## [Exercise task]
Return the exact lines spanning from the line with "The service SHOULD place a point on the finger, one" through the last line of the entries, boundaries included, and no others.

(Point placement records)

>> Start

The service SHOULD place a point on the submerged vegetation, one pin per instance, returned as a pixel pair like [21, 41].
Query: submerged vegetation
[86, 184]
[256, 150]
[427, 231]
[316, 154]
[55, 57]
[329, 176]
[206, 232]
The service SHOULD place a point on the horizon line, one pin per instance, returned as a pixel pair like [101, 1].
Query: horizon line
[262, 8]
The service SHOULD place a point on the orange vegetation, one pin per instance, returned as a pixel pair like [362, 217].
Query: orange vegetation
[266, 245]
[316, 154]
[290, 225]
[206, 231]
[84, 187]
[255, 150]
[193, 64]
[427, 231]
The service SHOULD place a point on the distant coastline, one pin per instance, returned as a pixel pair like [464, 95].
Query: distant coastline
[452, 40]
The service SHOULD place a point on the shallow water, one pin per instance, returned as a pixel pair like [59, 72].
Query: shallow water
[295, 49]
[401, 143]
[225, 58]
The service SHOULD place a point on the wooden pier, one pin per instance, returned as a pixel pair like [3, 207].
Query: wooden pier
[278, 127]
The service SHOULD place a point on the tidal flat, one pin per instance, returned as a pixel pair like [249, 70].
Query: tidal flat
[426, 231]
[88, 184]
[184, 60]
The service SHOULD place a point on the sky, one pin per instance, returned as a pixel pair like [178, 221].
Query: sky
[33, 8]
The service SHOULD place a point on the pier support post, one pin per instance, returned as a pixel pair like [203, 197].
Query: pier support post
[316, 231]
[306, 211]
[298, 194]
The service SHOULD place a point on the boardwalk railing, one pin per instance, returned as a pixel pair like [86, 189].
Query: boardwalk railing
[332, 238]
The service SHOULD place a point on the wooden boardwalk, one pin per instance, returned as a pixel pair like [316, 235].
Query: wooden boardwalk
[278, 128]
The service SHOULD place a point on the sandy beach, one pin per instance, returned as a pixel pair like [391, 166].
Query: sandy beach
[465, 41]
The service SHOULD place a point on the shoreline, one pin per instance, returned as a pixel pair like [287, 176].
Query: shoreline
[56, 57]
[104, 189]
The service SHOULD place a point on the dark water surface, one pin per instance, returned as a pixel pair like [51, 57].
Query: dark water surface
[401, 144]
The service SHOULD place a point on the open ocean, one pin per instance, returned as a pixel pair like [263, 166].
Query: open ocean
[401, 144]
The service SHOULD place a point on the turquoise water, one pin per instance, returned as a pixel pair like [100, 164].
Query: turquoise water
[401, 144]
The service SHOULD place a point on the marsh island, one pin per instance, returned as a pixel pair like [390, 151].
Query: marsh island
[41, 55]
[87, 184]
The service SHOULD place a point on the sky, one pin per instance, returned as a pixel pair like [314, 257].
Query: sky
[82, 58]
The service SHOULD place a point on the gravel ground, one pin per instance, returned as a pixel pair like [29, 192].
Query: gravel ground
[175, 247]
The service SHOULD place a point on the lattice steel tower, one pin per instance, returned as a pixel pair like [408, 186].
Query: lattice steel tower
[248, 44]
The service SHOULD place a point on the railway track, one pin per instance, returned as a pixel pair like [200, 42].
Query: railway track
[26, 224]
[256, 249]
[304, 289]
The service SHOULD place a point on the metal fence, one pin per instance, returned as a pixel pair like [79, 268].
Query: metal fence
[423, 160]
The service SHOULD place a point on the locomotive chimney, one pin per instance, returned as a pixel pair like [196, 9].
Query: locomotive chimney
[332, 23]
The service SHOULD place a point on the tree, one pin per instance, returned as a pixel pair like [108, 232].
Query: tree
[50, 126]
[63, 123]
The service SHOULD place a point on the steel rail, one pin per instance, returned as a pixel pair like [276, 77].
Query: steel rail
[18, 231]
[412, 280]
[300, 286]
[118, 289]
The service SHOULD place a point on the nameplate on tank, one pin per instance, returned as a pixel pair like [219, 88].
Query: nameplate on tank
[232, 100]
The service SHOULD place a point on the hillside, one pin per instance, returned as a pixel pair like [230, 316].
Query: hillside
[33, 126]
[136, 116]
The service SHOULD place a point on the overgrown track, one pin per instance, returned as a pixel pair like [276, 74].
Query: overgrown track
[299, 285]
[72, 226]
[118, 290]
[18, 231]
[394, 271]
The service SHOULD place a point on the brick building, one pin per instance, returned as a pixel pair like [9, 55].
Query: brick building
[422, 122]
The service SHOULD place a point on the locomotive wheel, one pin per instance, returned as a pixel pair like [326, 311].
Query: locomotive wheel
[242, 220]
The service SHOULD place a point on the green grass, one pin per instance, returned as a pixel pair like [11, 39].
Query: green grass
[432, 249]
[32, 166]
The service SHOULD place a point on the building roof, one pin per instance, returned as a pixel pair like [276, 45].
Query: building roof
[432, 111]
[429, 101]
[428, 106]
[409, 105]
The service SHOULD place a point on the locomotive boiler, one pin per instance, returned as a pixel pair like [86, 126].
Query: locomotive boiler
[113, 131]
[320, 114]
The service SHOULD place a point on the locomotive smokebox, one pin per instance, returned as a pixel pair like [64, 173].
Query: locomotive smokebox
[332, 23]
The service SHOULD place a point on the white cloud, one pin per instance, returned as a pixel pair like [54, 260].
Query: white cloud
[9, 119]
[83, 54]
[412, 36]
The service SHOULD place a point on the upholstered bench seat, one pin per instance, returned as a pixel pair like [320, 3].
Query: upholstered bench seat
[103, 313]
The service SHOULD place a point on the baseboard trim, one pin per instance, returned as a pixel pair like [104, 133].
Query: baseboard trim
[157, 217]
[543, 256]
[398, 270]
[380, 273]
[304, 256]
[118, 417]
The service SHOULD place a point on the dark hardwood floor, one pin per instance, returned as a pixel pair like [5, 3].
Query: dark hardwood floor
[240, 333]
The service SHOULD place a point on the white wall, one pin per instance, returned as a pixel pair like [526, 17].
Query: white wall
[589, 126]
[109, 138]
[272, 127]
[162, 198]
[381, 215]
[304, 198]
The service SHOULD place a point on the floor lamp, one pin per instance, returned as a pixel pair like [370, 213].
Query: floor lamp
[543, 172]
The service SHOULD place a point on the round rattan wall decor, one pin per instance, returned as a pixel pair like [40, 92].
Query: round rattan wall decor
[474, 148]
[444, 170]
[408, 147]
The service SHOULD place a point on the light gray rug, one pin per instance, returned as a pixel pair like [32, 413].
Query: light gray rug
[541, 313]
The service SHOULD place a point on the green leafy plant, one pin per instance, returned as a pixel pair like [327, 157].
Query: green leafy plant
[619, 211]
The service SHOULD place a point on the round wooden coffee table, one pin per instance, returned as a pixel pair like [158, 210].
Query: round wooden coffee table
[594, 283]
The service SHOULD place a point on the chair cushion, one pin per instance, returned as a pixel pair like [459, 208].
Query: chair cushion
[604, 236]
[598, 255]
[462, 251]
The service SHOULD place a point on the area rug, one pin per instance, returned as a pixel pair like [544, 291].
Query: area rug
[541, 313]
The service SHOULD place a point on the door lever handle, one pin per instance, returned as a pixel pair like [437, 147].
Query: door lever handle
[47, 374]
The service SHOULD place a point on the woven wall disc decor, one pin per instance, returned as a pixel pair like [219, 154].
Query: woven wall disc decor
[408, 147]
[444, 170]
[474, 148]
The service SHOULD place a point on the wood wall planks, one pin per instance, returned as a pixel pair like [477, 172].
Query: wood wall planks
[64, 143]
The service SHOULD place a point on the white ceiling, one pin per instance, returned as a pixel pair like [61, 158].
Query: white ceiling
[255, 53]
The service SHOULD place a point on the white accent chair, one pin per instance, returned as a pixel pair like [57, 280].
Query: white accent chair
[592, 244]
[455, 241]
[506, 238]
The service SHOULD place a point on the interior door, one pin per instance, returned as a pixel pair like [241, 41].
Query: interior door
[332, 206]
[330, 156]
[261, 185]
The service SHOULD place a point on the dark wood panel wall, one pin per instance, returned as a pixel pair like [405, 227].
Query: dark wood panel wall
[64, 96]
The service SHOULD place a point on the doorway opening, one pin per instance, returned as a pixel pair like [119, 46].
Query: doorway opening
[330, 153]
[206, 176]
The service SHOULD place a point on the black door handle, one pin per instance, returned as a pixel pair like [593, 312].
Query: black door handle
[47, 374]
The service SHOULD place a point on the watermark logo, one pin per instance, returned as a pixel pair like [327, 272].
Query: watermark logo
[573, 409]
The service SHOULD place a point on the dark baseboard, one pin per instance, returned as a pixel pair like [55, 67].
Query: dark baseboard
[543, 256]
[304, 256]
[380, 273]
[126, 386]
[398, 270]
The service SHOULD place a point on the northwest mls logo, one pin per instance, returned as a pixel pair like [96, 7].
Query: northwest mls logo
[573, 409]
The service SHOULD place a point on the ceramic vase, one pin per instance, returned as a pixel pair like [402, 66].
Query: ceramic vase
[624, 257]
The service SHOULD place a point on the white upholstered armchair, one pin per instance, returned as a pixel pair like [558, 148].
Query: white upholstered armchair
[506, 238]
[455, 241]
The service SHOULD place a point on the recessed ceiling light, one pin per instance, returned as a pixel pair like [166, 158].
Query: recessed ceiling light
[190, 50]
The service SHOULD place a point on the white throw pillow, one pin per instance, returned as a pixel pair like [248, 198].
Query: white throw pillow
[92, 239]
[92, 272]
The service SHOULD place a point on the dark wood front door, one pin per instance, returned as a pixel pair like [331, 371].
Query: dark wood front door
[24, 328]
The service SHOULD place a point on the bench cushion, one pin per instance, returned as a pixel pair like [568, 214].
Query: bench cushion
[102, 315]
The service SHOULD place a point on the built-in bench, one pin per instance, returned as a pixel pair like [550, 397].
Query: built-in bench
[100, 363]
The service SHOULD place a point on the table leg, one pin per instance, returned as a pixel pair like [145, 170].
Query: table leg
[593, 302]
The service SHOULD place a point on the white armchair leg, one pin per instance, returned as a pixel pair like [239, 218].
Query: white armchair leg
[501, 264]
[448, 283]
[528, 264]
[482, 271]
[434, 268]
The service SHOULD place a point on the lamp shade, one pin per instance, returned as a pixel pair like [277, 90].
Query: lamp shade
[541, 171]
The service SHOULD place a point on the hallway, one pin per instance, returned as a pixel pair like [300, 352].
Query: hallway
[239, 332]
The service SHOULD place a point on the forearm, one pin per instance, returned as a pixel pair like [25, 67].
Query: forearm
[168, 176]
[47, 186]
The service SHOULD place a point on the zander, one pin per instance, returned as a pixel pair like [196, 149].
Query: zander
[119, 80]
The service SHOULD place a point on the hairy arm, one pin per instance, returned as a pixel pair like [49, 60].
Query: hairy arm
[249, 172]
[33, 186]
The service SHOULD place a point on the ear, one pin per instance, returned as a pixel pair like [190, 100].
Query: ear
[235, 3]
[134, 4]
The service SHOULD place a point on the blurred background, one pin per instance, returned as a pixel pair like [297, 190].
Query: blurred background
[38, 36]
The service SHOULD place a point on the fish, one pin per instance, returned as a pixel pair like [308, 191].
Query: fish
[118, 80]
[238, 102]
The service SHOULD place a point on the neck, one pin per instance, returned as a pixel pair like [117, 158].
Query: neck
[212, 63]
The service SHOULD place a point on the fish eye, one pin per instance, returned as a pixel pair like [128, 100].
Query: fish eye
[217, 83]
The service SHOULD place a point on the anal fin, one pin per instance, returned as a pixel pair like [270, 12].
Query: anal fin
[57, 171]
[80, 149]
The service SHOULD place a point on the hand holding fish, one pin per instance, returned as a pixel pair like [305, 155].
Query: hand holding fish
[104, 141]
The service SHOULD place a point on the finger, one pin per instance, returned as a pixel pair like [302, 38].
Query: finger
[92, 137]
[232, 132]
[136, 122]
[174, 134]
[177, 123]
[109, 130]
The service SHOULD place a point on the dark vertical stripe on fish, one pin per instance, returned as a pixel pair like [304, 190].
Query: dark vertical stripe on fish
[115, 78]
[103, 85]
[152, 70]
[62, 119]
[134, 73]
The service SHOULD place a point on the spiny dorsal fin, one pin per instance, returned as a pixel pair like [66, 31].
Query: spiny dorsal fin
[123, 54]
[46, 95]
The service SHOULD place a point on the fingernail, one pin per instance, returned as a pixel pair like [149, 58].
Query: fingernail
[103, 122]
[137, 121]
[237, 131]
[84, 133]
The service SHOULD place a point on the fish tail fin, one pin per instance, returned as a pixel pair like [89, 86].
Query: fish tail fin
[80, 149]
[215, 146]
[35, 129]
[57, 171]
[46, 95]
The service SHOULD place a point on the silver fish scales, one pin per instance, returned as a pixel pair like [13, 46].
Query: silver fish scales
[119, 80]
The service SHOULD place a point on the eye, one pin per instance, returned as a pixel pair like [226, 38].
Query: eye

>> End

## [Solution to this task]
The service SHOULD place a point on the finger, one pin per instance, returned as a pixel pair like [302, 38].
Query: finger
[92, 137]
[232, 132]
[136, 122]
[174, 134]
[177, 123]
[109, 130]
The service SHOULD place a point on the dark vertical stripe on fish, one pin per instance, returned as a pixel pair like [304, 190].
Query: dark vertical stripe on fish
[115, 78]
[103, 85]
[152, 70]
[62, 119]
[134, 73]
The service SHOULD place a point on the spiny dorsal fin, one pin per instance, returned as a pixel pair like [66, 31].
Query: spiny dorsal fin
[123, 54]
[46, 95]
The service SHOULD place a point on the fingernail, one pin per instance, returned as a pixel pair like [149, 58].
Query: fingernail
[103, 122]
[137, 121]
[237, 131]
[84, 133]
The service SHOULD place a point on the fish tail fin, one pin per instance, returned as a pixel pair like [89, 86].
Query: fish tail fin
[80, 149]
[215, 146]
[35, 129]
[57, 171]
[46, 95]
The service SHOULD place a point on the silver fish scales, one pin per instance, returned as a pixel pair like [13, 46].
Query: silver fish scales
[119, 80]
The service SHOULD place a point on the eye, one pin per instance, returned as a pixel pair like [226, 38].
Query: eye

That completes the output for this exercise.